Provided data:
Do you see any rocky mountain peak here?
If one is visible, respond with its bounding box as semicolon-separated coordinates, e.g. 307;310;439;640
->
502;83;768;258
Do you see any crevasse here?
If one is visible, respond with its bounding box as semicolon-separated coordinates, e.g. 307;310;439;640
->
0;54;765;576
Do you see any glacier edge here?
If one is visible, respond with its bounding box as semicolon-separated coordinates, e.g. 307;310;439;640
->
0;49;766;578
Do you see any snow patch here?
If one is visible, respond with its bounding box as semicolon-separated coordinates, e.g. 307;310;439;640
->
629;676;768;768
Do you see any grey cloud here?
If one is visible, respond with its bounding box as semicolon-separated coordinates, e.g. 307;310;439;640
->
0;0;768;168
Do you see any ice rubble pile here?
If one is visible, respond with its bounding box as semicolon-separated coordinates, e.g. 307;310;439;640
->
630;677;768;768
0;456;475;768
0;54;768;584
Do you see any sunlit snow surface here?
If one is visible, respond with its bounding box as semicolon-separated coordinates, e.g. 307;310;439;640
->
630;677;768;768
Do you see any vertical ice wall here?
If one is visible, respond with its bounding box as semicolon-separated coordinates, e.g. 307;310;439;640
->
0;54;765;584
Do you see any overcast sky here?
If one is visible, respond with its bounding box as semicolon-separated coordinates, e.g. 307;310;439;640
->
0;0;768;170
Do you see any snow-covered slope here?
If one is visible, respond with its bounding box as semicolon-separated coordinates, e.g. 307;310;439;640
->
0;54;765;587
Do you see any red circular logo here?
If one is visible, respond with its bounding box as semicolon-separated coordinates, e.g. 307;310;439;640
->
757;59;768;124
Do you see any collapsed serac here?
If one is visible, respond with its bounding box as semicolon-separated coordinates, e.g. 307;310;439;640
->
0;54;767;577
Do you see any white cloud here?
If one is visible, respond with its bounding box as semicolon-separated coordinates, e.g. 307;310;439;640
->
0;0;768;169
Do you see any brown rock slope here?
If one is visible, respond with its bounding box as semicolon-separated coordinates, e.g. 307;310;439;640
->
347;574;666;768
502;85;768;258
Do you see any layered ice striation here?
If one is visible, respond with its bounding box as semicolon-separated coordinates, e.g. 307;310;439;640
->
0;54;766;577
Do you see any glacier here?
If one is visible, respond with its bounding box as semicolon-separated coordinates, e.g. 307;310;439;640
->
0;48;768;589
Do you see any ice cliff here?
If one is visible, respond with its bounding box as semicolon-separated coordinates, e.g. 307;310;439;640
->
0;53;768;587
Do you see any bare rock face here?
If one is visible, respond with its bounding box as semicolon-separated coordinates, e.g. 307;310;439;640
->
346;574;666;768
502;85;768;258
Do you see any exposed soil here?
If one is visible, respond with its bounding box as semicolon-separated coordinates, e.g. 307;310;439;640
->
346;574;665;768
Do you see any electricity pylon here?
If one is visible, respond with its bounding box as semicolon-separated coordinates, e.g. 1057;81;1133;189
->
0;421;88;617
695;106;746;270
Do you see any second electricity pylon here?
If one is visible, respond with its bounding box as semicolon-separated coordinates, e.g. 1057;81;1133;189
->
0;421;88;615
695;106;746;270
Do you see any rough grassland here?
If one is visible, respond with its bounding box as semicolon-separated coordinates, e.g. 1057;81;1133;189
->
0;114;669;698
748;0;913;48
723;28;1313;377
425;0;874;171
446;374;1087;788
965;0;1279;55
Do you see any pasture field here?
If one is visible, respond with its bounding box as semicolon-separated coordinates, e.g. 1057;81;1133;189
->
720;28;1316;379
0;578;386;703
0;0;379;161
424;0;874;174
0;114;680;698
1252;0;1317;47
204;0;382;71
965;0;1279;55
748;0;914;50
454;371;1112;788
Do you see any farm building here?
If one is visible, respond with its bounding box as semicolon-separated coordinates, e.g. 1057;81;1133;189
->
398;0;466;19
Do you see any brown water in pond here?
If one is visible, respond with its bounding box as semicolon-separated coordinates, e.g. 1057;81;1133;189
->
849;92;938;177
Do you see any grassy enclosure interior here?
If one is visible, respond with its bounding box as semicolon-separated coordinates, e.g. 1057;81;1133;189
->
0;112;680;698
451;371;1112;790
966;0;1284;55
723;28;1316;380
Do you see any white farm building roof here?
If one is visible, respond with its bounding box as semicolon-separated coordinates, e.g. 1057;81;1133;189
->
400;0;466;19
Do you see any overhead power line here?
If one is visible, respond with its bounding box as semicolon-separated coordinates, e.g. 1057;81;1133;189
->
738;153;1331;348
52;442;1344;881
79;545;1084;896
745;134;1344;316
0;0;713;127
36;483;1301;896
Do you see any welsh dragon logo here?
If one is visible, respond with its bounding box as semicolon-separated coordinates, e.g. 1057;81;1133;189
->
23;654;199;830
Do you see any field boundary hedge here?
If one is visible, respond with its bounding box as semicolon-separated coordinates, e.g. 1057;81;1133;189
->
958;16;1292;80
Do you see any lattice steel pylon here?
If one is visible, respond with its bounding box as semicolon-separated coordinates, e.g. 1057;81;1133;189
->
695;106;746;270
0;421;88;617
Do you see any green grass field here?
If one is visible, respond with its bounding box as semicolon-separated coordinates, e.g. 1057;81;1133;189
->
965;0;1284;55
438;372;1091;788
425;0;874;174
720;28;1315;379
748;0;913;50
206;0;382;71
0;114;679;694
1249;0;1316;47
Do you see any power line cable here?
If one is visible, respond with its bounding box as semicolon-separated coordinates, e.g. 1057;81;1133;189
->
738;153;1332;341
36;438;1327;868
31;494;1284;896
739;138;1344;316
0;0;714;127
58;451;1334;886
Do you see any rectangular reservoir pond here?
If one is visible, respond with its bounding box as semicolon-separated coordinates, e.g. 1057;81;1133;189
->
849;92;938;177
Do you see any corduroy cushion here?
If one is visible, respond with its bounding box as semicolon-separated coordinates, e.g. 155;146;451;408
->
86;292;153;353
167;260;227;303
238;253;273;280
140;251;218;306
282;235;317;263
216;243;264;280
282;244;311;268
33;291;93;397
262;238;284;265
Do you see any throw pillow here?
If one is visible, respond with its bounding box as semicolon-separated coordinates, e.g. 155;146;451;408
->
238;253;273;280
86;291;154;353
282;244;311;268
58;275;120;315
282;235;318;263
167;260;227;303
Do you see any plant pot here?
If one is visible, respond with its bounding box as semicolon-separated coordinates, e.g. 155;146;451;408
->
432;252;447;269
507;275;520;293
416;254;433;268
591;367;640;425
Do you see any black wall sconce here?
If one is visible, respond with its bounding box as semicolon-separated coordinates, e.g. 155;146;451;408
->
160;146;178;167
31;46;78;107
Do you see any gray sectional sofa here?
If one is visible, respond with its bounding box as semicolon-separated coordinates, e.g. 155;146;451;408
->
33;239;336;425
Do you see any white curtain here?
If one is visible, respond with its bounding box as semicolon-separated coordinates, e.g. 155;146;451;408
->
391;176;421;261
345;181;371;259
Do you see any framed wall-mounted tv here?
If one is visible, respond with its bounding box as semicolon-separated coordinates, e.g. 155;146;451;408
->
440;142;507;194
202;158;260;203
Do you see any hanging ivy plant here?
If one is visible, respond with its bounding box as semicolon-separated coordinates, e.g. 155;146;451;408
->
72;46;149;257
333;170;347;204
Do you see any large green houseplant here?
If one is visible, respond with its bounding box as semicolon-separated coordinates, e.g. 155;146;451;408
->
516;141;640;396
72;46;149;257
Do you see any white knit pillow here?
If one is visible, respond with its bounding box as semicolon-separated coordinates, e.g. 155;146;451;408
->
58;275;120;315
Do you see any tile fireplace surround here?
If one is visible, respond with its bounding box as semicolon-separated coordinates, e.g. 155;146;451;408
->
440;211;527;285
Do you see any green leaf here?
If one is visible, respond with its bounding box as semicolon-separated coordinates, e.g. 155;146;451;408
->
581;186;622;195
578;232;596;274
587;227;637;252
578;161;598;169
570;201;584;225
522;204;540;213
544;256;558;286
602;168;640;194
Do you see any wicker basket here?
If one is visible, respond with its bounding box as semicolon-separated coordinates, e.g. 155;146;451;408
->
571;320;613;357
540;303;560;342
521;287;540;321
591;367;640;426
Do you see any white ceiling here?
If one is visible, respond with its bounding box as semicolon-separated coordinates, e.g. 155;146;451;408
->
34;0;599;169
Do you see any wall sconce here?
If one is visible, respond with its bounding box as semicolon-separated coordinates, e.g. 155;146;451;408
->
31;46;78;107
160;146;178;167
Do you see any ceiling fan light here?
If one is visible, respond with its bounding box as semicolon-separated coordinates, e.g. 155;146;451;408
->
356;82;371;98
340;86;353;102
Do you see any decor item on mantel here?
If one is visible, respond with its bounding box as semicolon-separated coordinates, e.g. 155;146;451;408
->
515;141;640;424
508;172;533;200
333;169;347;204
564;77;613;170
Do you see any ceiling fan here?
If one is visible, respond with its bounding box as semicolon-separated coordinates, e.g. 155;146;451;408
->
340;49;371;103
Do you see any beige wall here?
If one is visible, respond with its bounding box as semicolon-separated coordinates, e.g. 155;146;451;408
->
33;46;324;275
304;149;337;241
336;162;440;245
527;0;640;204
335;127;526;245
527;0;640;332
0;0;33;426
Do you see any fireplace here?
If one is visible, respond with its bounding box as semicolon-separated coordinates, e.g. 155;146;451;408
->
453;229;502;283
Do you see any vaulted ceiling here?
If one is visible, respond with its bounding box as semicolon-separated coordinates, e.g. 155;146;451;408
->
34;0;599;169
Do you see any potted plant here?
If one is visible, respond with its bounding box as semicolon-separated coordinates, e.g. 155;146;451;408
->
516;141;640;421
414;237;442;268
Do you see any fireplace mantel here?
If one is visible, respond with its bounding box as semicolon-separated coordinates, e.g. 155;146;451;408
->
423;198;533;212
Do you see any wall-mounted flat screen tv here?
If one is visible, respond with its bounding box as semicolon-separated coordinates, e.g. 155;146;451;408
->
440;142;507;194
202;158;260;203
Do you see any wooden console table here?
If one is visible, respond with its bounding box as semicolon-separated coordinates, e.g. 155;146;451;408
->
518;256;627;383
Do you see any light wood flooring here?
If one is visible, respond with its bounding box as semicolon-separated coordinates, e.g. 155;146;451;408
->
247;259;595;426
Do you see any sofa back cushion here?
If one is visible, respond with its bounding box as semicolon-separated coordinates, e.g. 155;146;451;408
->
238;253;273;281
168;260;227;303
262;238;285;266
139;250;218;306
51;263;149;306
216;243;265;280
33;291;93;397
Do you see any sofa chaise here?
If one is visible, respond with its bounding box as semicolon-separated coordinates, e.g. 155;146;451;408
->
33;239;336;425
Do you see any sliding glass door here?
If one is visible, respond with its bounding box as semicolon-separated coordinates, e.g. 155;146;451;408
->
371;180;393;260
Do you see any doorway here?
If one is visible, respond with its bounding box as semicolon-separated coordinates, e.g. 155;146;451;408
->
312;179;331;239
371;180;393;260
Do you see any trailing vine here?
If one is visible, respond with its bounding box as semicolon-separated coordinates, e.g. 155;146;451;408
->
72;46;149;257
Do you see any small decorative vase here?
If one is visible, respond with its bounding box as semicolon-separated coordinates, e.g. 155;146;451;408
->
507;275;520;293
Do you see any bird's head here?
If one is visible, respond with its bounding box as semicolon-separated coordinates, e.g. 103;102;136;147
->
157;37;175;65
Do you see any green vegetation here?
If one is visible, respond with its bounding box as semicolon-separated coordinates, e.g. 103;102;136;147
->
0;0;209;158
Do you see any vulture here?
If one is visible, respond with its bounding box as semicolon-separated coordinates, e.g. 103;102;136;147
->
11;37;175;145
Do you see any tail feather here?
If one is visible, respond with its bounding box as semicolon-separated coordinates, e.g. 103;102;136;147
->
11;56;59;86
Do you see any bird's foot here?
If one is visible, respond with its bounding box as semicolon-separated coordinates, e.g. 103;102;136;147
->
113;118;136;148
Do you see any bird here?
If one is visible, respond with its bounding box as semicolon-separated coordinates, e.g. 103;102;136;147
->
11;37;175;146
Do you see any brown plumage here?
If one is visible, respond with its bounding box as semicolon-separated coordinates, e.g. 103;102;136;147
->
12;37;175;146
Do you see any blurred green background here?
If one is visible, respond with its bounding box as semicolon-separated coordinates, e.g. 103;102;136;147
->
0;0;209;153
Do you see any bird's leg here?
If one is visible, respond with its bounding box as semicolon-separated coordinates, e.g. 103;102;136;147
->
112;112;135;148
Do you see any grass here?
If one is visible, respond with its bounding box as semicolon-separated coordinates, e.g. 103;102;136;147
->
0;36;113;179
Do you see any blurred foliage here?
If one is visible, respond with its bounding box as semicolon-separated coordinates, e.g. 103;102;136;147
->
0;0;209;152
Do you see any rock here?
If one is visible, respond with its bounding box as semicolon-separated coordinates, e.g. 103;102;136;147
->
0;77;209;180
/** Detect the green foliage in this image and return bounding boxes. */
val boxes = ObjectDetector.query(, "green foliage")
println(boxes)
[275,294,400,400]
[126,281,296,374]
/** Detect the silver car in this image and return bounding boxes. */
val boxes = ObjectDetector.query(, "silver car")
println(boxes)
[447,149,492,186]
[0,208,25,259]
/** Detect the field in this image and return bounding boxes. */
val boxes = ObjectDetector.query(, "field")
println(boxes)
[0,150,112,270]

Exercise requirements: Output the stretch of the listing from its first line through the line containing "0;54;767;577" as a JSON list of strings, one string per line, with blank lines left out.

The reply:
[
  "Do you see any rocky mountain peak here?",
  "If one is visible, respond with its bounding box as semicolon-separated coordinates, e.g. 307;310;439;640",
  "->",
  "502;83;768;258",
  "Do you see any crevasse here?",
  "If one is visible, respond with its bounding box as semicolon-separated coordinates, e.g. 307;310;439;640",
  "->",
  "0;54;765;576",
  "Do you see any glacier edge here?",
  "If one is visible, respond with its bounding box as semicolon-separated coordinates, e.g. 307;310;439;640",
  "->",
  "0;49;766;578",
  "Do you see any snow patch here?",
  "If one is visible, respond with its bounding box as semicolon-separated coordinates, e.g. 307;310;439;640",
  "->",
  "629;676;768;768",
  "Do you see any grey cloud here?",
  "If one is visible, respond with its bounding box as semicolon-separated coordinates, e.g. 307;310;439;640",
  "->",
  "0;0;768;168",
  "Do you see any ice rubble pile here?",
  "If one is visible, respond with its bounding box as semicolon-separated coordinates, e.g. 307;310;439;640",
  "->",
  "630;677;768;768",
  "0;456;475;768",
  "0;54;768;584",
  "Do you see any sunlit snow surface here?",
  "If one is visible, respond with its bounding box as semicolon-separated coordinates, e.g. 307;310;439;640",
  "->",
  "630;677;768;768",
  "Do you see any vertical ice wall here?",
  "If one is visible, respond with its bounding box as semicolon-separated coordinates, e.g. 307;310;439;640",
  "->",
  "0;54;765;584",
  "Do you see any overcast sky here?",
  "If one is visible, respond with its bounding box as semicolon-separated coordinates, e.g. 307;310;439;640",
  "->",
  "0;0;768;170",
  "Do you see any snow-covered slope here?",
  "If one is visible, respond with its bounding box as semicolon-separated coordinates, e.g. 307;310;439;640",
  "->",
  "0;54;765;587",
  "Do you see any red circular logo here?",
  "If one is visible, respond with its bounding box as semicolon-separated coordinates, e.g. 307;310;439;640",
  "->",
  "757;59;768;124",
  "Do you see any collapsed serac here?",
  "If one is visible, respond with its bounding box as semicolon-separated coordinates, e.g. 307;310;439;640",
  "->",
  "0;54;767;577"
]